--- Data excerpts ---

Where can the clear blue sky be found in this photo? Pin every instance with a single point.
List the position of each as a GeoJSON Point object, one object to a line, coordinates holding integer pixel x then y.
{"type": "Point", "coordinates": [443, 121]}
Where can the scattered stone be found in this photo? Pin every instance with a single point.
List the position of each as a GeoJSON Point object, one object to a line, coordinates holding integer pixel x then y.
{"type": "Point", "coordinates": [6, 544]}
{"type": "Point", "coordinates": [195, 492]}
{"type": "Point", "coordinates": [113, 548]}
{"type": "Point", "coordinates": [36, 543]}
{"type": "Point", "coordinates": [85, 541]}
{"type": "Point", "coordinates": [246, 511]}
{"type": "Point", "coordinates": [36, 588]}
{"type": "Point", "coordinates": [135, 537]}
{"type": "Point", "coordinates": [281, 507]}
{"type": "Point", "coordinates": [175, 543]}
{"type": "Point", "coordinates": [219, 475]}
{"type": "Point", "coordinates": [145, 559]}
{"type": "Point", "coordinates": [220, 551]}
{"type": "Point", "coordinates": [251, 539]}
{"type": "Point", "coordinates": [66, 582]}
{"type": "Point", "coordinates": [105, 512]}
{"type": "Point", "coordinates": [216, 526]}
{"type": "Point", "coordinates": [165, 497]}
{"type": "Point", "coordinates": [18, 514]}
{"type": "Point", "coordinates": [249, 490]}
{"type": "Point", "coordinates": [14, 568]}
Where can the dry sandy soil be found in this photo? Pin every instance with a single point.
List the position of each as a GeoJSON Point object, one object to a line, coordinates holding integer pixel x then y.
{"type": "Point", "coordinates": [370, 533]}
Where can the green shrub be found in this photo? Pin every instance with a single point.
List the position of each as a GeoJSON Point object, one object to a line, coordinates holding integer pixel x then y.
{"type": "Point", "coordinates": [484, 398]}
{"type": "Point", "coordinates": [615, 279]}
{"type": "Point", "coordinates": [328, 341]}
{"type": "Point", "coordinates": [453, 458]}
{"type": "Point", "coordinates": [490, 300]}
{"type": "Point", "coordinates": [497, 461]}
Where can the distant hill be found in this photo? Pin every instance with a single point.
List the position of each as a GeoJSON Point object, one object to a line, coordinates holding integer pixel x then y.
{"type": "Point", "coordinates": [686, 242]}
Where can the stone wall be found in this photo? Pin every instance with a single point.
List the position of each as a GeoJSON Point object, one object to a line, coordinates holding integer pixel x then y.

---

→ Exercise: Each line that mentions the string "stone" must be copied from the listing.

→ Your response:
Where can the scattered stone be found in this photo? Pin every instance with a single point.
Where can the stone wall be found in this photo? Pin every instance with a single point.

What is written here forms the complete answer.